**Task prompt:**
Copy out the records below, changing each "instance" to "occurrence" and keeping every other word the same. Leave the pictures out of your copy.

— begin —

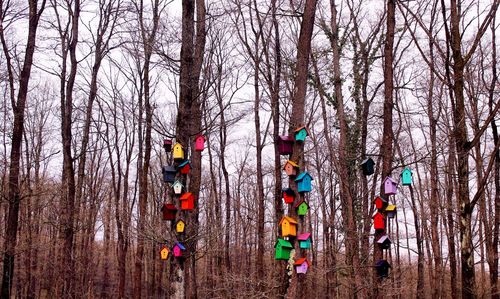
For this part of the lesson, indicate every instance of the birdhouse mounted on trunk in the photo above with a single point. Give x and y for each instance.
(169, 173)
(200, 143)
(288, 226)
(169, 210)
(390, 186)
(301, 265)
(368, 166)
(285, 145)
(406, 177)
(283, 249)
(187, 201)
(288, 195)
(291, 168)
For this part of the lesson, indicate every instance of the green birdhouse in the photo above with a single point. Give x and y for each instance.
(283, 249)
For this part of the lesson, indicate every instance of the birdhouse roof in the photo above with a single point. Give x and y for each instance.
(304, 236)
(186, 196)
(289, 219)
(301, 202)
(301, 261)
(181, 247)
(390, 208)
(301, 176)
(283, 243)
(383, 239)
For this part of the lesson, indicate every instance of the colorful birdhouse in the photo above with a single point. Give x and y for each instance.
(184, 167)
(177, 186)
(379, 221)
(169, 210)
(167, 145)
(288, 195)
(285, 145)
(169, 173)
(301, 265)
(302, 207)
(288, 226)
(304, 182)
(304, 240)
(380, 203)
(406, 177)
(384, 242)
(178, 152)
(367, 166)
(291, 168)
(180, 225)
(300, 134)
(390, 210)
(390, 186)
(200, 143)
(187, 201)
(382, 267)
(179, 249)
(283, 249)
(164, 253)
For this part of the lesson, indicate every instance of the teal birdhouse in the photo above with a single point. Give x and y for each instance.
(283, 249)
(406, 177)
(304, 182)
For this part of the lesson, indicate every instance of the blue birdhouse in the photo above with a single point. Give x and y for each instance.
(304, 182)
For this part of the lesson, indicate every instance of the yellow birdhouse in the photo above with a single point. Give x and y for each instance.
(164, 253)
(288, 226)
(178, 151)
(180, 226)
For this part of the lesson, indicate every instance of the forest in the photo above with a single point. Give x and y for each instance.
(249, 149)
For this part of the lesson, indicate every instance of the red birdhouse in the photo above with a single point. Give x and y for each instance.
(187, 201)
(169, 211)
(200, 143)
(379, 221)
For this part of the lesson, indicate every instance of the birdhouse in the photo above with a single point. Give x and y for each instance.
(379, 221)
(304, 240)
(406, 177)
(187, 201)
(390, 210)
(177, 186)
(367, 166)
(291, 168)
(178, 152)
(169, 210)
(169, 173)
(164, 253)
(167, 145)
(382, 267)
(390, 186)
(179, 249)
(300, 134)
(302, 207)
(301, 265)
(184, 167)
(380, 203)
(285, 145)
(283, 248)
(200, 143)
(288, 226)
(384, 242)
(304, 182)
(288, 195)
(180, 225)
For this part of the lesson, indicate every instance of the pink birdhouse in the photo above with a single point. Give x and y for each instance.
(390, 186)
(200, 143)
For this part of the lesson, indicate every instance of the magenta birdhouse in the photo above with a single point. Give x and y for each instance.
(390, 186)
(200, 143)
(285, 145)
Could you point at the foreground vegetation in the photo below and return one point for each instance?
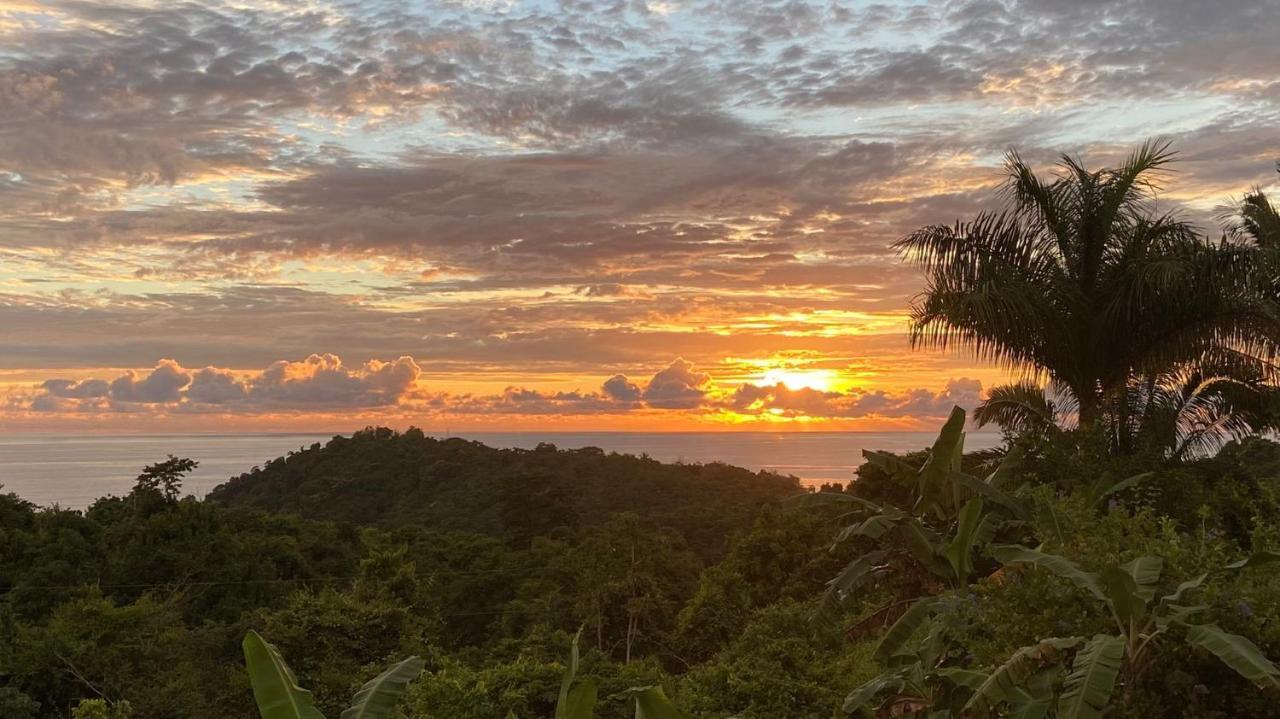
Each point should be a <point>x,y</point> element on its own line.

— end —

**Output of the exercise:**
For this part of the lesson, indicate every occurrence of the birdhouse mounted on trunk in the photo above with a single point. Give x and y for each occurrence.
(169, 173)
(200, 143)
(288, 226)
(169, 210)
(390, 186)
(301, 265)
(368, 166)
(285, 145)
(406, 177)
(283, 249)
(187, 201)
(288, 195)
(291, 168)
For this part of the lesson, indicate every occurrence of the green birdhouse in the photo above with a single point. Give x and y for each occurrence.
(283, 249)
For this part of the lesson, indicate every occurrence of the birdhouse roof in the photo above with a single point. Give x and y for each occurrence.
(304, 236)
(186, 196)
(289, 219)
(301, 202)
(301, 261)
(181, 247)
(390, 208)
(301, 176)
(283, 243)
(383, 239)
For this part of the lesson, indicate every occurrence of the colorful birdhouse in the photo above with a single point. Give x and y for each occurrence.
(184, 167)
(177, 186)
(379, 221)
(169, 210)
(167, 145)
(288, 195)
(285, 145)
(169, 173)
(301, 265)
(302, 207)
(288, 226)
(304, 182)
(304, 240)
(380, 203)
(406, 177)
(384, 242)
(178, 152)
(367, 166)
(291, 168)
(180, 225)
(300, 134)
(390, 210)
(390, 186)
(200, 143)
(187, 201)
(382, 267)
(179, 249)
(283, 249)
(164, 253)
For this part of the lesson, indicate every occurrence of the teal birdhouse in the photo above with a single point. Give x and y for each occurrence.
(283, 249)
(406, 177)
(304, 182)
For this part of the lesson, indicate every occurrence of the blue birdhouse in the photo above with a single point. Give x and y for each occurrence.
(304, 182)
For this part of the lesson, indicate every occurrence of the yellow birdhouse in the photo above with a single point. Give x and y for each occurrence.
(164, 253)
(288, 226)
(178, 151)
(180, 226)
For this part of the lesson, indicate every occurrence of the forest in the photo above with a single point. Give x and y for each occurrence.
(249, 149)
For this part of the lesson, indicate every occurrence of the red birdhouse in the photo above with a single point. Give x and y for each occurrence.
(187, 201)
(169, 211)
(200, 143)
(379, 221)
For this part of the lesson, indicate every occurrence of the birdhouse in the photo above with a single point. Give x and y for each occurrence.
(379, 221)
(304, 240)
(406, 177)
(187, 201)
(390, 210)
(177, 186)
(367, 166)
(291, 168)
(178, 152)
(169, 210)
(169, 173)
(164, 253)
(167, 145)
(382, 267)
(390, 186)
(179, 249)
(300, 134)
(302, 207)
(301, 265)
(184, 167)
(380, 203)
(285, 145)
(283, 248)
(200, 143)
(288, 226)
(384, 242)
(304, 182)
(288, 195)
(180, 225)
For this part of the lesson, indicate every occurrence of the pink birdhouse in the photo above with a single point. Give x and y for each occurrence.
(390, 186)
(200, 143)
For this part of the lesson, indicate every occurrence of the magenta birdhouse in the photo above with a single point. Give x and y for each occurrence.
(390, 186)
(200, 143)
(285, 145)
Could you point at the foreground vegetation in the photo below and return one point for each occurrence?
Each point should be a <point>x,y</point> element on its own line.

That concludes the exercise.